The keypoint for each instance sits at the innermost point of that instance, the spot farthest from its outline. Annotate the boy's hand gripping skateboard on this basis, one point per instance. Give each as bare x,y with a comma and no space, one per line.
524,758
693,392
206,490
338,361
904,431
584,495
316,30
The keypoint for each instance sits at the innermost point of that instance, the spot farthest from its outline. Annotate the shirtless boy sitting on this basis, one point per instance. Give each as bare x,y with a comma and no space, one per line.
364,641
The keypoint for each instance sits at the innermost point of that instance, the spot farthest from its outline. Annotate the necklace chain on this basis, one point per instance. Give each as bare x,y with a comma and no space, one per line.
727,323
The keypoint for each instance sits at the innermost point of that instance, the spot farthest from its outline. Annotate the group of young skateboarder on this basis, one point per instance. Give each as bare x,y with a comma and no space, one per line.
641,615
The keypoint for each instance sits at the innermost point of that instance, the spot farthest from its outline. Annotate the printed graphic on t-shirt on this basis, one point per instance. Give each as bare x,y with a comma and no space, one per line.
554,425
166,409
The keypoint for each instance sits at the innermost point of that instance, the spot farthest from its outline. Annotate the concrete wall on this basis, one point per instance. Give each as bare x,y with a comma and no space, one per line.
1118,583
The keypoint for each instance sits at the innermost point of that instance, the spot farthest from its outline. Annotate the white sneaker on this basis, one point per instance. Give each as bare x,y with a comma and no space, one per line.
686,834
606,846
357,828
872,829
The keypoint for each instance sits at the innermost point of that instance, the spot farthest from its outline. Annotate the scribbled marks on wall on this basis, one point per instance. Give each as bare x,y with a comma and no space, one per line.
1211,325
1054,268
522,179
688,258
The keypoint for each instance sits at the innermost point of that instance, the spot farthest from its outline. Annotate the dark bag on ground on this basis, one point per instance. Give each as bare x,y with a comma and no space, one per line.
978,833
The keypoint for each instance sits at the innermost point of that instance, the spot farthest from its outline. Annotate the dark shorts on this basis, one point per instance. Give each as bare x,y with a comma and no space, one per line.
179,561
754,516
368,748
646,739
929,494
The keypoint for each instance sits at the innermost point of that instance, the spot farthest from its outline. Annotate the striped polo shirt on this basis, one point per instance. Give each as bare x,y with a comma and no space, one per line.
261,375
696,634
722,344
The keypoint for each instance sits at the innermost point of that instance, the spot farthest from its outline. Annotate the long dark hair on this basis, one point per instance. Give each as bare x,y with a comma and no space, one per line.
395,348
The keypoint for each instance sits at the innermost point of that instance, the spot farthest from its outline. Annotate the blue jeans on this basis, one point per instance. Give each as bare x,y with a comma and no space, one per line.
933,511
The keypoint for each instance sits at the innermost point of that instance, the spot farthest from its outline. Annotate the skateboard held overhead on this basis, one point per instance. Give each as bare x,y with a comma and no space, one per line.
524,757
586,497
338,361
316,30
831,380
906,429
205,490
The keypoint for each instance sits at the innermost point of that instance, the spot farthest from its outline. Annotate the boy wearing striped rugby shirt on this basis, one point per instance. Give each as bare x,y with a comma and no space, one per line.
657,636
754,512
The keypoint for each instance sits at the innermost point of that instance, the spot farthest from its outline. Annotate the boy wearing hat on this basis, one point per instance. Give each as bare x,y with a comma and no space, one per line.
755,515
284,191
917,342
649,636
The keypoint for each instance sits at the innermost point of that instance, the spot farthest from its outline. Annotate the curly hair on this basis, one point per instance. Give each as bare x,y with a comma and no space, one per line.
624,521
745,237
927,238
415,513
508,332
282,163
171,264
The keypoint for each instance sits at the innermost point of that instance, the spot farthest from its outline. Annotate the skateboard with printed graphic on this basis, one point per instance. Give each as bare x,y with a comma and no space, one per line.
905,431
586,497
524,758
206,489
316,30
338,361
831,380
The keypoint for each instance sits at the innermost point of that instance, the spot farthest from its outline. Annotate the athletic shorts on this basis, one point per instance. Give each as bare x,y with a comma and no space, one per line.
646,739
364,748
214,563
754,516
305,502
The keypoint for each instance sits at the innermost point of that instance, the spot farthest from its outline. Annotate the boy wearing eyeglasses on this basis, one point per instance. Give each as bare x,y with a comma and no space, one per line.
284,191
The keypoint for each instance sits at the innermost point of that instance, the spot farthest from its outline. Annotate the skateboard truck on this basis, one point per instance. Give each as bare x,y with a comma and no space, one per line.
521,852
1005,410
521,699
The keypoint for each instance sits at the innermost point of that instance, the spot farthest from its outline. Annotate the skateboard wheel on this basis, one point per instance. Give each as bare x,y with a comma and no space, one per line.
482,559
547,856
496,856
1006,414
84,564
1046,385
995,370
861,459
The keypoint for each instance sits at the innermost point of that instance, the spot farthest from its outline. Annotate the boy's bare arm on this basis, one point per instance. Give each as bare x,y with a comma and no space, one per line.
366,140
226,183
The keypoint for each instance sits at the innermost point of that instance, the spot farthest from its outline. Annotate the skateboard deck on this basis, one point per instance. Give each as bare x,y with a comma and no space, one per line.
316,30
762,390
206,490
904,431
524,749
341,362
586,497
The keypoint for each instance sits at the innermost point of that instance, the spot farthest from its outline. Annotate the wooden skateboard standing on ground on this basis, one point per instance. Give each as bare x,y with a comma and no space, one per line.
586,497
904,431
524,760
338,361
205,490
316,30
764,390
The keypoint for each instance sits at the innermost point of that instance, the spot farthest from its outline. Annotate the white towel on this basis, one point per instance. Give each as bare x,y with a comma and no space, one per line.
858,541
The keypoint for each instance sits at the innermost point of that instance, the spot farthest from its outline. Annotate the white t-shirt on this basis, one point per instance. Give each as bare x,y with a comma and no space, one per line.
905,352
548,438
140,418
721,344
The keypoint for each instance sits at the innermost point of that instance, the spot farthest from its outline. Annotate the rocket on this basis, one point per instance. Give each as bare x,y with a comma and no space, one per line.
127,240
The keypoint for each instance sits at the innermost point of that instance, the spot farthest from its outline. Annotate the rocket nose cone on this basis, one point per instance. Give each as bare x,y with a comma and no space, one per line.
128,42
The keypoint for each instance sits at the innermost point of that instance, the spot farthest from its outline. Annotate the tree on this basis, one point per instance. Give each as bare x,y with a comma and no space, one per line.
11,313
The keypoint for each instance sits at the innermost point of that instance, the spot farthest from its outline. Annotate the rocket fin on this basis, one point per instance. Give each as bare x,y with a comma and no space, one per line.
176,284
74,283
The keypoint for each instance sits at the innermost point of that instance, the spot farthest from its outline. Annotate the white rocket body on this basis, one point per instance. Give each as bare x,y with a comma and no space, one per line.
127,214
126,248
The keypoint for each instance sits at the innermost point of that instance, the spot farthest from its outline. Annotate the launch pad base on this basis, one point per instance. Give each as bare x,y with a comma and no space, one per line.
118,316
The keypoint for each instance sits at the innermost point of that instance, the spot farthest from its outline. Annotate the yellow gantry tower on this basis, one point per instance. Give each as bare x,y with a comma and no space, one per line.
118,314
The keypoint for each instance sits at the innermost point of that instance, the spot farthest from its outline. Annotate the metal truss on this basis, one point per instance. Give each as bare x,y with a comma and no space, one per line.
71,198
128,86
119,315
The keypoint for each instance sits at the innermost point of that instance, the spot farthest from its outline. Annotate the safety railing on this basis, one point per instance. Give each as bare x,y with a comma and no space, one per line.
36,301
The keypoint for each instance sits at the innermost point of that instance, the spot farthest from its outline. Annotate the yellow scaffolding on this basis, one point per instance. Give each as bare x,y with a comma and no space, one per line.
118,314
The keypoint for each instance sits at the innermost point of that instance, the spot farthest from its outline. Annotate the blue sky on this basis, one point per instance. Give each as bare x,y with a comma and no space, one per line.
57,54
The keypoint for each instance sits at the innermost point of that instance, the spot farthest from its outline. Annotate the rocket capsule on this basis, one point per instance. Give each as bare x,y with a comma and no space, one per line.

************

▶ CHALLENGE: Repeat the data precisely, line by line.

▶ EXERCISE OUTPUT:
The keypoint for each instance sits at the innermost point of that instance, the spot farthest from its outline. Annotate the boy's hand gripping skateboard on this basis, one point per instance. Give each as bare x,y with a comma and no space, one per line.
524,758
693,392
206,490
338,361
904,431
584,495
316,30
The keypoint for each instance sits at the innermost point of that instance, the spot farthest from its outline. Annotate the shirtless boy sitting on this basis, one point per instance. Give each as bare x,y with a comma and no space, one per line.
364,641
The keypoint for each instance sits at the innermost point of that instance, the spot farthest from its outline. Annotate the necklace chain on this basis, one point per instance. Give each as bare x,y with a comma and no space, one per line.
727,323
The keypoint for each instance sits at the innermost point of that instance, the spot farthest from its outline. Annotate the group of young skateboarder on this basis, one point per instance. Give each as bare x,y with a comma and no space, one per line.
641,615
The keypoint for each instance sits at the innermost point of that instance, the spot farthest from its outline. Annotate the printed graphic on t-shirt on this basis, one point per instance. Give each as bare x,y with a comma and no space, one per line.
554,425
166,409
The keypoint for each instance sits at the innermost point of that instance, the spot farthest from its outline. Annotate the concrete wall on this basis, one point per instance. Give each as bare x,y with a comma and no space, one per line.
1118,583
The keypoint for each instance sits at the innermost point of that instance, the spot farthest from its outline. Annotate the white sneaker on this basis, one point per instance. Give each as bare x,y with a comma and no space, one per line.
686,834
606,846
357,828
872,829
The keypoint for each instance sits at the innermost point of that instance, the spot farthest from its outline. Annotate the scribbled marks on wall on this basis, one point per instance. Give each as bare x,y with a comma and no space, one per line.
1211,325
1054,268
522,179
688,258
The keypoint for each instance sits at the innermost point of that instance, the spot farthest from its outline. Annotate the dark bag on ground on this basis, one point per instance. Give each as bare x,y with a comma and no space, one per line.
978,833
The keypoint for each instance sits at the innermost point of that instance, the spot farthest from its outline. Annotate the dark shorts on this basis, one point per instance. Give each as bare x,y with a comma and no space, one per line.
179,561
754,516
368,748
646,739
929,494
The keypoint for each instance sits at the innermost point of that instance, the spot farthest from its outline. Annotate the striped polo shirt on this basis, one point per instance. Give each as bare x,y with a comma and no space, one per line.
261,375
696,634
722,344
The keypoint for each instance sits at the innermost point of that instance, the spot farthest from its outline. Annotate the long dark hair on this basis, one point per instance. Give each as bare x,y with a comma and no space, one per line.
395,348
The keypoint for each instance sits at the innermost point of that instance, the spot farthest from its outline. Annotate the blue jeans on this basis, one point per instance. Give each as bare x,y with a comma and no space, one per line.
933,511
The keypoint for each instance sits at the innermost point of that instance, the spot farthest from its outline. Annotate the skateboard held overhead on this basis, one point per instance. Give each as bare x,y with a comma and no space, one per line.
524,757
586,497
338,361
316,30
831,380
906,429
205,490
The keypoint for each instance sits at the innermost point of that instance, the spot farthest from its outline. Annotate the boy wearing striped rugby shirt on this basis, one point per instance. Give each as bare x,y with a comma and no space, one per line.
657,636
754,512
The keypoint for each instance sits at the innermost point of that instance, the spot farthest from its outline. Annotate the boy wearing hat on this basis, one point per instance. Give each as bare x,y with a comma and no space, one per line.
755,515
284,191
917,342
649,636
The keypoint for each instance sits at the innermost point of that instance, the spot farthest from its outline. Annotate the curly hair on this basis, one point per instance. Give each as bare x,y with a comma and no space, one per line.
624,521
745,237
927,238
415,513
508,332
282,163
171,264
The keypoint for each instance sits at the innermost point of that instance, the spot farthest from its outline. Annotate the skateboard with printed graphic on this basis, one point per instance. Give each as bare x,y with a comma and no space, one per line.
905,431
586,497
524,758
206,489
316,30
338,361
831,380
The keypoint for each instance sits at the innermost point of that instance, the spot farthest from its outline. Annotate the athletic shorts on this basis, one point per instance. Give each as bare x,y with a comma and no space, one per line.
646,739
364,748
214,563
754,516
305,502
The keypoint for each instance sits at the innermost point of that instance, the spot farthest from its outline. Annotate the boy wearing eyeglasses on this basis, one point per instance. Give each as bare x,y with a comma and no space, one per line.
284,191
The keypoint for each instance sits at the innermost point of that instance, the spot farthest from its outline. Annotate the skateboard truck on this basis, one point per instance. Give each as bare x,y with a comma and no space, one per line.
521,852
1005,410
521,699
The keypoint for each instance sits at the innermost point of that instance, the spot farthest from its outline. Annotate the skateboard wheel on this basis, one point per instance. Give each as bare x,y with a comma and no space, one per line.
482,559
547,856
496,856
1006,414
84,564
1046,385
995,370
861,459
The keypoint for each instance sits at the innermost point of that instance, the spot farthest from its outline. Annotate the boy's bare arm on this basis, one point per instance. Give each as bare x,y with a comma and no space, one per line.
366,140
226,183
The keypoint for each instance sits at the innermost point of that instance, the spot farthest from its outline. Annotate the skateboard deck on this basis, one point per instance. Give each as bare x,y with a comma and no space, one per line.
316,30
762,390
206,490
904,431
524,749
341,362
586,497
The keypoint for each instance sits at the innermost point of that instance, the spot farthest from its outline. Annotate the wooden skateboard standing on ground on this basis, one point per instance. Give each as bare x,y with a comma and no space, one per line.
586,497
904,431
524,760
338,361
205,490
316,30
764,390
The keypoint for each instance sits at the innermost point of that instance, the spot farthest from its outline. Annotate the white towel on this basis, one point per instance. Give each as bare x,y with a comma and no space, one per line.
858,541
The keypoint for each instance sits at the innermost point of that instance, the spot farthest from its outline. Annotate the white t-shirt on this basis, one point per instance. Give each as bare x,y with a comma and no space, one per line.
905,352
548,438
140,418
721,344
The keypoint for each instance sits at the innermost point of that instance, the spot farthest from its outline. Annotate the rocket on this basis, one point per instance. Give each as bare x,y with a comma and no space, one per line.
127,240
The keypoint for each instance sits at the innermost point of that instance, the spot farthest from its outline. Annotate the rocket nose cone on this basis, one point per instance. Give each as bare x,y with a comma and no space, one per line.
128,42
The keypoint for each instance sits at the innermost point of that instance, the spot farthest from its outline. Annotate the tree on this basis, one point per instance. Give each as bare x,y with a comma and no space, one per line.
11,313
The keypoint for each instance sits at the innermost point of that instance, the spot farthest from its outline. Annotate the rocket fin on this basis, one point per instance. Give each as bare x,y with a comma and no space, one per line.
176,284
74,283
The keypoint for each instance sits at the innermost point of that instance, the spot farthest from its outline. Annotate the white rocket body on this basis, one point per instance. Give each as bare x,y with a comma and no space, one per line.
127,214
126,248
The keypoint for each instance sits at the innermost point of that instance, the spot farthest from its outline. Annotate the launch pad base on this basis, one point per instance. Give each as bare x,y with a comma and no space, one per line.
118,316
The keypoint for each instance sits at the innermost point of that instance, the spot farthest from its outline. Annotate the yellow gantry tower on this basis, one point per instance. Give each as bare x,y with a comma and no space, one per line.
118,314
The keypoint for each instance sits at the innermost point of that instance, the spot farthest from its outline. Annotate the metal truss on this basis, one point per instance. Give each as bare x,y with a comma and no space, one per line.
71,198
128,86
119,315
The keypoint for each instance sits at the innermost point of that instance, the spot farthest from its outline. Annotate the safety railing on this basis, one point per instance. Give each as bare x,y with a comma and no space, one per line.
36,301
The keypoint for each instance sits at the innermost point of that instance, the spot farthest from its outline. Annotate the yellow scaffolding on this basis, one point per instance. Give each as bare x,y with a comma and no space, one per line.
118,314
The keypoint for each instance sits at the innermost point of that instance, the spot farthest from its outline. Annotate the blue sky on this basis, one point per instance. Give each as bare x,y with a comma and no space, one per line.
57,54
The keypoint for each instance sits at the innermost point of that instance, the spot farthest from its outline. Annotate the rocket capsule on this basis, one point per instance. Give each as bare x,y with a comma and no space, one per line.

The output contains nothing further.